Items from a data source
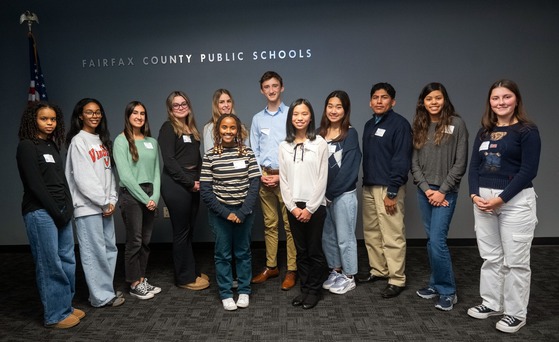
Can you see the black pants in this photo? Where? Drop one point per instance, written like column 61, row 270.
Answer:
column 311, row 263
column 138, row 220
column 183, row 208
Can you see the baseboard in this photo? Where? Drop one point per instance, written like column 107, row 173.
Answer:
column 538, row 241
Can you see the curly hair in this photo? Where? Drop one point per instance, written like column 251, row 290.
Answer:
column 129, row 131
column 489, row 118
column 28, row 128
column 218, row 147
column 76, row 124
column 422, row 118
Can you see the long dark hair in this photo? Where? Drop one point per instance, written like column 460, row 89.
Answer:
column 239, row 138
column 28, row 128
column 129, row 131
column 489, row 118
column 76, row 124
column 422, row 118
column 346, row 105
column 290, row 129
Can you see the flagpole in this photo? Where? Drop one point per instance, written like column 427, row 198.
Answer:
column 30, row 18
column 37, row 89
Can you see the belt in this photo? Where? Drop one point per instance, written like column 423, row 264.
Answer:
column 269, row 171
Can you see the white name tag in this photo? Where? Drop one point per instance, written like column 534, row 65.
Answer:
column 380, row 132
column 48, row 158
column 239, row 164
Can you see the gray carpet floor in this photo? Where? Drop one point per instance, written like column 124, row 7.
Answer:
column 360, row 315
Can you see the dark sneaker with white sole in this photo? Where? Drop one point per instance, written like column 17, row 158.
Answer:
column 509, row 324
column 446, row 303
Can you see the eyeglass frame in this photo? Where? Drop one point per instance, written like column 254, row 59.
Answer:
column 90, row 113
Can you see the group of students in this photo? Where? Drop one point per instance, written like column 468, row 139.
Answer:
column 308, row 171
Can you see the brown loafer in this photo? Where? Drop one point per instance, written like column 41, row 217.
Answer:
column 198, row 285
column 266, row 274
column 66, row 323
column 289, row 280
column 78, row 313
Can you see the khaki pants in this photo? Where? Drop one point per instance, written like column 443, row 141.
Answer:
column 270, row 199
column 385, row 235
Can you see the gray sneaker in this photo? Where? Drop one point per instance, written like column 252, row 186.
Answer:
column 141, row 291
column 482, row 312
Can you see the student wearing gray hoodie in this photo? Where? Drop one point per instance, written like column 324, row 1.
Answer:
column 94, row 192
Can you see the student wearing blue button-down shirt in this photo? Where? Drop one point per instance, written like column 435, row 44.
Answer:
column 266, row 133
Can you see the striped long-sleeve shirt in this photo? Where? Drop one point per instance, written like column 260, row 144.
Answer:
column 228, row 179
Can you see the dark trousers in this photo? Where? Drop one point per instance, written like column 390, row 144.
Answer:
column 183, row 209
column 138, row 220
column 311, row 263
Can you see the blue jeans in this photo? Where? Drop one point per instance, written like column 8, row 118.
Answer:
column 437, row 223
column 232, row 239
column 55, row 264
column 96, row 235
column 338, row 236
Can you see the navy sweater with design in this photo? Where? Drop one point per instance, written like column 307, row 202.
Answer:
column 387, row 150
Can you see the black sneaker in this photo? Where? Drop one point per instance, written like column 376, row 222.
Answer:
column 509, row 324
column 482, row 312
column 151, row 288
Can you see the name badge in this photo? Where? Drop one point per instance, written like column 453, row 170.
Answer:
column 49, row 158
column 380, row 132
column 239, row 164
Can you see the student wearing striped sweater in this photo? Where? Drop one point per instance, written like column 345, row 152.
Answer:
column 229, row 186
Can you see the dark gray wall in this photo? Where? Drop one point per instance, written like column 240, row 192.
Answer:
column 351, row 44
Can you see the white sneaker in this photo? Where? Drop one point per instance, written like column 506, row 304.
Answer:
column 229, row 304
column 332, row 277
column 141, row 292
column 343, row 284
column 243, row 301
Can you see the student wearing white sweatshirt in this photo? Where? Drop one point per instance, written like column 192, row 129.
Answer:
column 94, row 192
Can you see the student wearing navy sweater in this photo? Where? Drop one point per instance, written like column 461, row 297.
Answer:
column 504, row 162
column 338, row 237
column 387, row 147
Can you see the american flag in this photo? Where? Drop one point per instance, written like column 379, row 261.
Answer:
column 37, row 88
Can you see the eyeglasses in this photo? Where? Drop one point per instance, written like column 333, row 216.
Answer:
column 179, row 105
column 90, row 113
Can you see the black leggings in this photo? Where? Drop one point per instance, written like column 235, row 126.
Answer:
column 183, row 209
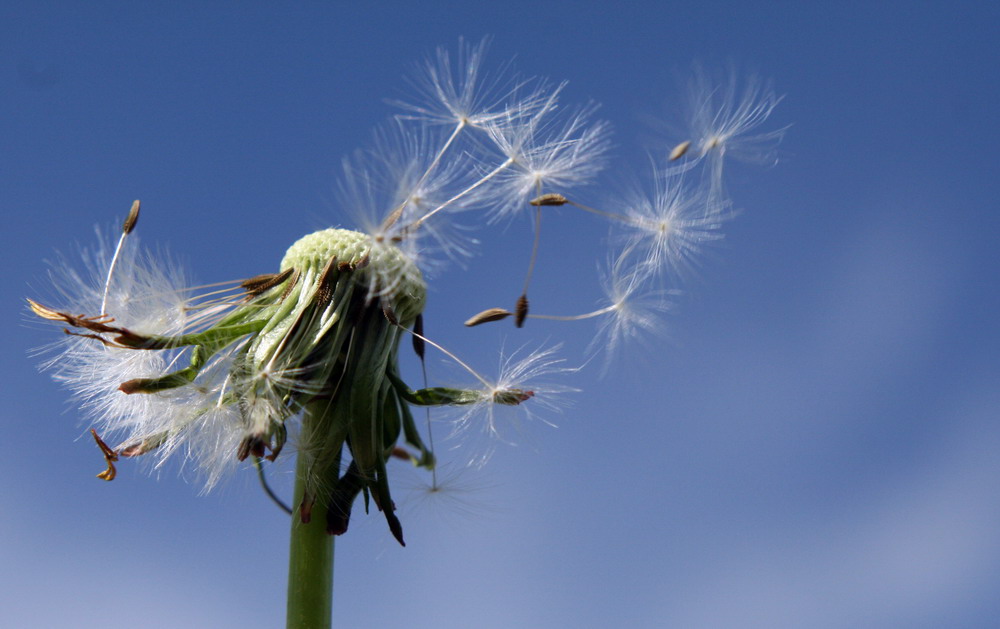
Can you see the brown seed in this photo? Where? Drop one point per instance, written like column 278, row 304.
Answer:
column 418, row 334
column 521, row 310
column 487, row 316
column 680, row 150
column 132, row 219
column 260, row 284
column 389, row 314
column 110, row 456
column 552, row 198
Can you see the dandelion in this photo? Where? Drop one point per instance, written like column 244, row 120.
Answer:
column 670, row 225
column 723, row 121
column 545, row 152
column 494, row 412
column 305, row 357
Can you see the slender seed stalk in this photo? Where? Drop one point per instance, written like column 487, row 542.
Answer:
column 310, row 560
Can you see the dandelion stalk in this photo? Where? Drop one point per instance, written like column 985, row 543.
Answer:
column 310, row 556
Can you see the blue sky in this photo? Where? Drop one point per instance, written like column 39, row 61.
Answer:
column 812, row 446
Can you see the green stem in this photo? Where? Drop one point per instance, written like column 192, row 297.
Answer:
column 310, row 561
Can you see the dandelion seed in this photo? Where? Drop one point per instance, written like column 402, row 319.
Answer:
column 545, row 151
column 679, row 150
column 495, row 413
column 487, row 316
column 723, row 119
column 670, row 227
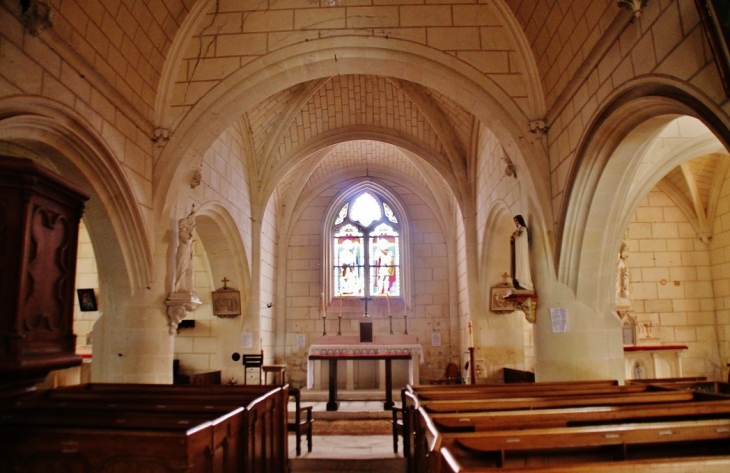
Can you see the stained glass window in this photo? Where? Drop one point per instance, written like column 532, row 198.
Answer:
column 366, row 248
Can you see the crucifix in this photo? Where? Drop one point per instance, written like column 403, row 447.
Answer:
column 366, row 299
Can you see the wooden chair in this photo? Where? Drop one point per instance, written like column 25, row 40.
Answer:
column 398, row 428
column 451, row 376
column 302, row 424
column 253, row 362
column 278, row 374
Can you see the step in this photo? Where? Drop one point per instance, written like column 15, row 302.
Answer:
column 339, row 465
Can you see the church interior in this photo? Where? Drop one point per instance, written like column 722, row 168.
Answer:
column 275, row 176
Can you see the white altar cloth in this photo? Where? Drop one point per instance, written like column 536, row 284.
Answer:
column 414, row 349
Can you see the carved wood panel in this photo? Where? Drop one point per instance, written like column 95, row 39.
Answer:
column 39, row 219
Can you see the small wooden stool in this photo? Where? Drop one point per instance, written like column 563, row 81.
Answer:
column 279, row 372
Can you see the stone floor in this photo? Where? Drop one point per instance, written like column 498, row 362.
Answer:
column 351, row 453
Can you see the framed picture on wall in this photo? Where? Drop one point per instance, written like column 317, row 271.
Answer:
column 715, row 15
column 497, row 302
column 87, row 300
column 226, row 303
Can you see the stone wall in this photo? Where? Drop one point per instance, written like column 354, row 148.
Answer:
column 671, row 281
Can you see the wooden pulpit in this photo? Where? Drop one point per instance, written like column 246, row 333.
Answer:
column 39, row 221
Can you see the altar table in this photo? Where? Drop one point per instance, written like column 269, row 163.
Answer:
column 332, row 403
column 333, row 352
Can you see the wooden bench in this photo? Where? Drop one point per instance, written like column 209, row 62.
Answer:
column 301, row 424
column 580, row 416
column 106, row 441
column 517, row 376
column 714, row 464
column 517, row 403
column 542, row 410
column 262, row 442
column 501, row 393
column 520, row 448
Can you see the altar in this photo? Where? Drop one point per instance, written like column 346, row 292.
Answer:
column 653, row 361
column 329, row 351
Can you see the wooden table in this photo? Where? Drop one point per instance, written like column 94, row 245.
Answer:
column 278, row 372
column 332, row 403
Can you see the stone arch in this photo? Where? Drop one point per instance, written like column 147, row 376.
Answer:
column 497, row 232
column 524, row 58
column 58, row 136
column 224, row 247
column 411, row 149
column 604, row 168
column 314, row 59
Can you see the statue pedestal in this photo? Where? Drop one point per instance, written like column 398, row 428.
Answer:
column 178, row 304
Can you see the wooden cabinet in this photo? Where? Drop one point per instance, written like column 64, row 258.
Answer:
column 39, row 220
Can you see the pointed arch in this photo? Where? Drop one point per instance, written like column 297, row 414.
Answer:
column 603, row 172
column 60, row 136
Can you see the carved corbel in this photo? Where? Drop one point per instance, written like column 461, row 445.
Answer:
column 526, row 301
column 633, row 6
column 161, row 136
column 539, row 127
column 37, row 16
column 178, row 305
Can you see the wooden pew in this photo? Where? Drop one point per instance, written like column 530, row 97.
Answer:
column 521, row 448
column 705, row 464
column 512, row 375
column 527, row 387
column 262, row 436
column 476, row 393
column 553, row 410
column 516, row 403
column 580, row 416
column 97, row 441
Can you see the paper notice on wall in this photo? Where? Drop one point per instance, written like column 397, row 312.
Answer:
column 559, row 319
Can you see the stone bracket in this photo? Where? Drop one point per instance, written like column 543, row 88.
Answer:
column 178, row 304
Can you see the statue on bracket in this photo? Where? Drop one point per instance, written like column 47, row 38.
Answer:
column 521, row 256
column 183, row 299
column 622, row 276
column 184, row 256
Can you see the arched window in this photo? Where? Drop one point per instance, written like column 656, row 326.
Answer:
column 366, row 248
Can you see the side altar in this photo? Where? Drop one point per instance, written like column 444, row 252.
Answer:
column 330, row 351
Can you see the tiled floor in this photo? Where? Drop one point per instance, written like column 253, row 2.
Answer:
column 347, row 446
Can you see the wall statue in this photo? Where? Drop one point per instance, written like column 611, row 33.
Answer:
column 184, row 256
column 622, row 275
column 521, row 255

EXERCISE AIM | Please give the lines starting at the beginning of the items and ending at the line containing "column 269, row 171" as a JSON list of strings, one per line, with blank lines left out. Leave the pictures out of your answer.

TASK RESPONSE |
[
  "Can you see the black pants in this photo? Where? Drop one point per instance, written like column 61, row 270.",
  "Answer:",
  "column 311, row 263",
  "column 138, row 220",
  "column 183, row 208",
  "Can you see the baseboard in this photo? Where? Drop one point per instance, written like column 107, row 173.",
  "Answer:",
  "column 538, row 241",
  "Can you see the curly hair in this photo? Where? Drop one point per instance, written like column 251, row 290.",
  "Answer:",
  "column 129, row 131",
  "column 489, row 118",
  "column 28, row 128",
  "column 218, row 147",
  "column 76, row 124",
  "column 422, row 118",
  "Can you see the long dark hair in this photo? Where? Drop one point per instance, written like column 460, row 89.",
  "Answer:",
  "column 239, row 138",
  "column 28, row 128",
  "column 129, row 131",
  "column 489, row 118",
  "column 76, row 124",
  "column 422, row 118",
  "column 346, row 105",
  "column 290, row 129",
  "Can you see the flagpole in this photo? Where? Drop one point per instance, written like column 427, row 198.",
  "Answer:",
  "column 30, row 18",
  "column 37, row 89",
  "Can you see the belt in this photo? Where? Drop one point per instance, written like column 423, row 264.",
  "Answer:",
  "column 269, row 171"
]